start Extract to read

But what happens when these totally autonomous AIs start cloning themselves indefinitely? A January study out of Fudan University in China has shown this occurred in an experiment with large language models, drawing some AI critics to say a “red line” has been crossed. AI’s autonomously replicating is a precursor for AIs being able to go rogue.
As a transhumanist — someone advocating for the merging of technology and people — I’m all for AI and what it can do for humanity. But what happens when a human programmer purposely and permanently withdraws his access to control an AI bot or somehow loses that control? Even rudimentary AIs could potentially cause havoc, especially if they decide to indefinitely clone themselves.
In financial circles, one type of AI agent in particular is being increasingly discussed: autonomous AIs designed solely to make money.
Entrepreneurs like myself are worried this particular AI could have huge ramifications for the financial world. Let’s examine one wild scenario, which I call the AI Monetary Hegemony, something that could possibly already happen in 2025:
A fully autonomous AI agent is programmed to go on to the internet and create cryptocurrency wallets, then create cryptocurrencies, then endlessly create millions of similar versions of itself that want to trade that crypto.
Now let’s assume all these AIs are programmed to try to indefinitely increase the value of their crypto, something they accomplish in similar ways humans do by promotion and then trading their cryptos for higher values. Additionally, the autonomous AIs open their crypto to be traded with humans, creating a functioning market on the blockchain for all.
This plan sounds beneficial for all parties, even if people decry that the AI created-crypto currencies are essentially just Ponzi schemes. But they’re not Ponzi schemes because there is an endless supply of AIs always newly appearing to buy and trade more crypto.
It doesn’t take a genius to realize the AIs endlessly replicating and acting like this could quickly amass far more digital wealth than all humanity possesses.
This reminds me of something my Oxford University professor Nick Bostrom once postulated: What if we programmed a learning AI to make paper clips of everything? If that AI was powerful enough, and we couldn’t stop it, would that AI make paper clips of everything it came in touch with? Buildings, animals, even people? It might. It might destroy the entire Earth.
The same problem could happen to endlessly replicating AIs designed to make money. They might find ways to create more money than can reasonably be useful or fathomable.
But enough of the philosophic. If programmers release autonomous AIs onto the internet that no one can control, what would likely happen? First, it’s probably going to be hugely inflationary. After all, if many trillions upon trillions of dollars of equity are added to the financial world (even just digitally), this would be one natural result.
Another challenge would be the ups and downs of AIs autonomously trading; such activity could be so significant that human markets around the world rise and fall with it.
On the positive side, some human entrepreneurs could become very wealthy, possibly trillionaires if they could tap into these AI’s wealth somehow. Additionally, super rich AIs could be a solution to the United States’ growing debt crisis, and eliminate the need for whether countries like China can continue to buy our debt so we can indefinitely print dollars. In fact, could the U.S. launch its own AI agents to create enough crypto wealth to buy its debt? Possibly.

end Extract to read
start Extracted entries

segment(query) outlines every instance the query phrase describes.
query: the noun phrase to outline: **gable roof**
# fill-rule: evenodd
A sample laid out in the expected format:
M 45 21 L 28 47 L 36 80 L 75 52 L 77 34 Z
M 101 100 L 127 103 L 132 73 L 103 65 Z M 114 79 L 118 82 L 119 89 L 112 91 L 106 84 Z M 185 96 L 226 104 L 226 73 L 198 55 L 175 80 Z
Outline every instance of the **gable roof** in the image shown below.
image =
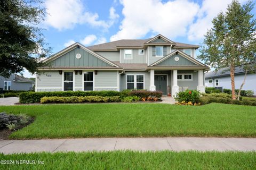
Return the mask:
M 76 48 L 77 46 L 81 47 L 83 49 L 87 51 L 88 53 L 90 53 L 91 54 L 95 56 L 96 57 L 103 61 L 106 63 L 109 64 L 109 65 L 115 66 L 116 67 L 120 67 L 118 65 L 116 64 L 115 63 L 113 63 L 113 62 L 108 60 L 108 59 L 106 58 L 105 57 L 102 56 L 101 55 L 99 55 L 99 54 L 95 53 L 94 52 L 90 50 L 90 49 L 86 48 L 85 46 L 84 46 L 83 45 L 76 42 L 71 45 L 68 46 L 68 47 L 63 49 L 63 50 L 58 52 L 57 53 L 55 54 L 53 56 L 45 59 L 45 60 L 43 61 L 43 62 L 50 62 L 50 61 L 52 61 L 53 60 L 55 60 L 57 59 L 58 58 L 63 56 L 64 54 L 65 54 L 67 53 L 68 53 L 69 52 L 73 50 L 75 48 Z
M 173 56 L 174 55 L 178 54 L 179 54 L 179 55 L 180 55 L 181 56 L 182 56 L 184 58 L 187 59 L 188 60 L 190 61 L 190 62 L 191 62 L 193 63 L 195 63 L 196 65 L 197 65 L 199 66 L 208 67 L 207 65 L 202 63 L 201 62 L 198 61 L 197 60 L 189 56 L 187 54 L 186 54 L 186 53 L 183 53 L 183 52 L 181 52 L 179 50 L 178 50 L 178 49 L 175 50 L 174 51 L 173 51 L 172 53 L 170 53 L 169 54 L 166 55 L 165 56 L 164 56 L 162 58 L 161 58 L 161 59 L 157 61 L 155 63 L 150 64 L 149 65 L 149 66 L 156 66 L 156 65 L 158 64 L 159 63 L 164 61 L 165 60 L 168 59 L 169 58 Z

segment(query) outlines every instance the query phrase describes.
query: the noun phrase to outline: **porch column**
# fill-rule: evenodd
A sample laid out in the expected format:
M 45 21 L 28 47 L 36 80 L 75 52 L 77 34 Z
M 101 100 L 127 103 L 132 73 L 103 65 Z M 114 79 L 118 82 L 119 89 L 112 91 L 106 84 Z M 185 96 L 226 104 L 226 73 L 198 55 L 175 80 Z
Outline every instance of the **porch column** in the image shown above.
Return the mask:
M 204 71 L 203 70 L 198 70 L 198 86 L 197 90 L 201 92 L 205 92 L 205 87 L 204 84 Z
M 155 70 L 150 70 L 150 78 L 149 79 L 149 90 L 156 91 L 156 86 L 155 86 Z
M 179 92 L 178 86 L 177 70 L 172 71 L 172 96 L 176 97 L 176 94 Z

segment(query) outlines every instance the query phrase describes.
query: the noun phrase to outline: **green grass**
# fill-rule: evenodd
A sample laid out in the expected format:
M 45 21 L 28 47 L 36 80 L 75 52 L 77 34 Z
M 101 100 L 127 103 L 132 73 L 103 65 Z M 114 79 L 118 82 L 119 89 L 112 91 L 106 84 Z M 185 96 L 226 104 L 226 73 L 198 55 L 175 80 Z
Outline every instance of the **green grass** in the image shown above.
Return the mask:
M 1 165 L 1 169 L 255 169 L 255 152 L 57 152 L 4 155 L 1 160 L 44 162 Z
M 12 139 L 114 137 L 256 137 L 256 107 L 212 103 L 1 106 L 35 116 Z

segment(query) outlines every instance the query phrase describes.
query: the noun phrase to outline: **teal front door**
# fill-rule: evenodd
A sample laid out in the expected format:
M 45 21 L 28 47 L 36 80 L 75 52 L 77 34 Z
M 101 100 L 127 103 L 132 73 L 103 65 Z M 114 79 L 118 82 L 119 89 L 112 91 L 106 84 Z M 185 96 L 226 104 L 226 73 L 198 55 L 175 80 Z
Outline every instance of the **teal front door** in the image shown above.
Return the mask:
M 162 91 L 163 95 L 167 95 L 167 75 L 155 75 L 155 86 L 156 90 Z

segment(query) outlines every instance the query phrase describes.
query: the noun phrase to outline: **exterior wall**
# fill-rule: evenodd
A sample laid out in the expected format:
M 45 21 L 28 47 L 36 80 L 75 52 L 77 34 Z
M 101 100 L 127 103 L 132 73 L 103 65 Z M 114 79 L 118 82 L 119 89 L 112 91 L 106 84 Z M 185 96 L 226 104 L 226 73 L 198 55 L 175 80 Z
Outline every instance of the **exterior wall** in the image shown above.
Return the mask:
M 240 86 L 243 83 L 244 79 L 244 74 L 235 75 L 235 89 L 239 89 Z M 219 79 L 219 86 L 222 87 L 223 89 L 231 89 L 231 79 L 229 76 L 219 77 L 218 78 L 212 79 L 213 82 L 215 82 L 215 79 Z M 205 79 L 205 86 L 208 87 L 215 87 L 215 83 L 212 84 L 209 84 L 208 80 Z M 254 95 L 256 95 L 256 74 L 249 74 L 247 75 L 245 83 L 243 86 L 242 90 L 253 90 L 254 92 Z M 211 85 L 211 86 L 210 86 Z
M 179 60 L 178 61 L 175 61 L 174 58 L 175 57 L 179 57 Z M 157 65 L 196 65 L 193 62 L 190 61 L 188 59 L 182 57 L 182 56 L 178 54 L 174 55 L 169 58 L 163 61 L 160 63 L 157 64 Z
M 124 49 L 120 49 L 120 63 L 147 63 L 146 57 L 147 57 L 147 49 L 144 49 L 144 55 L 139 55 L 139 49 L 132 49 L 132 60 L 124 60 Z
M 194 72 L 194 70 L 178 70 L 179 74 L 193 74 L 193 80 L 181 81 L 178 80 L 178 86 L 179 87 L 188 87 L 190 90 L 197 90 L 198 85 L 198 72 Z
M 4 89 L 4 82 L 8 81 L 11 82 L 11 90 L 29 90 L 30 88 L 33 87 L 32 83 L 13 81 L 14 74 L 12 74 L 10 78 L 6 79 L 0 76 L 0 88 Z
M 120 61 L 120 52 L 97 52 L 102 57 L 110 60 L 112 62 L 118 62 Z
M 145 71 L 126 71 L 125 74 L 120 75 L 120 91 L 126 89 L 126 75 L 127 74 L 144 74 L 144 86 L 146 90 L 149 90 L 149 77 L 150 73 Z
M 81 54 L 77 59 L 76 55 Z M 110 66 L 109 64 L 81 48 L 76 48 L 51 62 L 52 66 Z
M 160 59 L 162 58 L 163 57 L 159 57 L 153 56 L 152 55 L 152 51 L 153 51 L 152 46 L 148 47 L 148 65 L 150 65 L 152 63 L 155 63 L 157 61 L 159 60 Z M 166 54 L 170 54 L 170 46 L 166 46 Z

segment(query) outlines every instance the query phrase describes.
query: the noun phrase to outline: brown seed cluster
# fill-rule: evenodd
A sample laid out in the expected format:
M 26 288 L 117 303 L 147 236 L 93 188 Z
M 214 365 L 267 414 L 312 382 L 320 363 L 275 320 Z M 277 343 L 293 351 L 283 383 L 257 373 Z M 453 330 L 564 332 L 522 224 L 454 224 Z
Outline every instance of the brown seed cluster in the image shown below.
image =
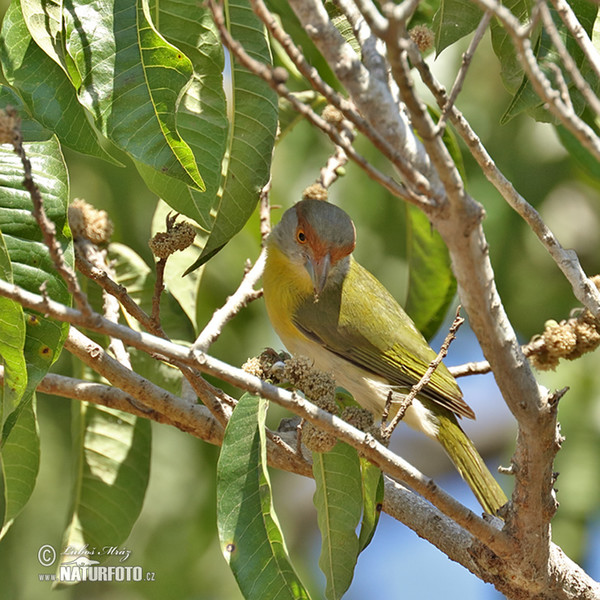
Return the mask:
M 335 379 L 313 367 L 309 358 L 290 358 L 272 349 L 260 356 L 250 358 L 242 366 L 244 371 L 273 383 L 287 383 L 300 390 L 315 405 L 334 415 L 339 414 L 335 400 Z M 305 421 L 302 425 L 302 441 L 311 452 L 328 452 L 337 443 L 334 435 Z
M 435 34 L 427 25 L 415 25 L 409 32 L 410 39 L 417 45 L 421 54 L 433 48 Z
M 157 258 L 167 258 L 177 250 L 185 250 L 191 246 L 196 237 L 196 230 L 190 223 L 183 221 L 160 231 L 149 242 L 152 254 Z
M 313 183 L 302 192 L 302 200 L 327 200 L 328 197 L 327 188 L 320 183 Z
M 600 275 L 592 277 L 592 281 L 600 289 Z M 560 323 L 548 321 L 542 335 L 531 343 L 531 364 L 540 371 L 554 370 L 561 358 L 575 360 L 600 346 L 600 323 L 584 310 Z
M 105 210 L 98 210 L 81 198 L 69 205 L 69 226 L 73 237 L 85 238 L 93 244 L 105 244 L 110 240 L 113 224 Z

end Extracted entries

## Set problem
In the text on self-replicating money-making AIs, why does the author say the AI-created cryptocurrencies are not Ponzi schemes? Answer in one to three sentences. Rely on the text alone and leave the data aside.

## Solution to this task
They are not Ponzi schemes because new AIs are always appearing to buy and trade more of the crypto. The supply of these buyers has no end.